I’m coming back to this today because I wanted to think specifically about church revitalisation. Regular readers of faithroot.com will know that I have a particular concern to see churches planted into areas where there is no or minimal Gospel witness. However, planting completely new churches is not the only way to encourage Gospel witness. Sometimes a church already exists in an area but has become ineffective or much less effective than it should be at sharing the good news and making disciples. In those cases, we would say that there is a need for revitalisation, for the work of the Gospel to be rekindled into flame and for a church to be restored.
Now, revitalisation may involve a small church that is on the verge of closing with only a handful of members left. We tend to refer to that as a re-plant. However, revitalisation may also involve churches of any numerical size but where things are not as they should be.
I would argue that a church which is showing signs of corporate PTSD or complex PTSD is a good example of where a revitalisation approach would be helpful.

(Material for this task):
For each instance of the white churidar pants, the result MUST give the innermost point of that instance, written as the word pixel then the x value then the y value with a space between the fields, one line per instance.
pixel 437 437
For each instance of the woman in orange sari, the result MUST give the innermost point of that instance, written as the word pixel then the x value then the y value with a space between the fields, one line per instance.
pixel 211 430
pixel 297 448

--

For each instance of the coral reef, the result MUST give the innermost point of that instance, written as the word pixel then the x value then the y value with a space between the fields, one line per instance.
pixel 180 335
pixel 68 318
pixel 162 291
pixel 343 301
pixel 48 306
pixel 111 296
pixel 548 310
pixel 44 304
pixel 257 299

(Written instruction A):
In the passage on church revitalisation, what is the usual term for revitalising a small church that is close to closing with only a handful of members left?
(Written instruction B):
In the records, begin at the line that has "For each instance of the white" and stop after the line that has "pixel 297 448". Give those lines again with "instance" swapped for "occurrence" and everything else left unchanged.

(Worked answer A):
A re-plant.

(Worked answer B):
For each occurrence of the white churidar pants, the result MUST give the innermost point of that occurrence, written as the word pixel then the x value then the y value with a space between the fields, one line per occurrence.
pixel 437 437
For each occurrence of the woman in orange sari, the result MUST give the innermost point of that occurrence, written as the word pixel then the x value then the y value with a space between the fields, one line per occurrence.
pixel 211 430
pixel 297 448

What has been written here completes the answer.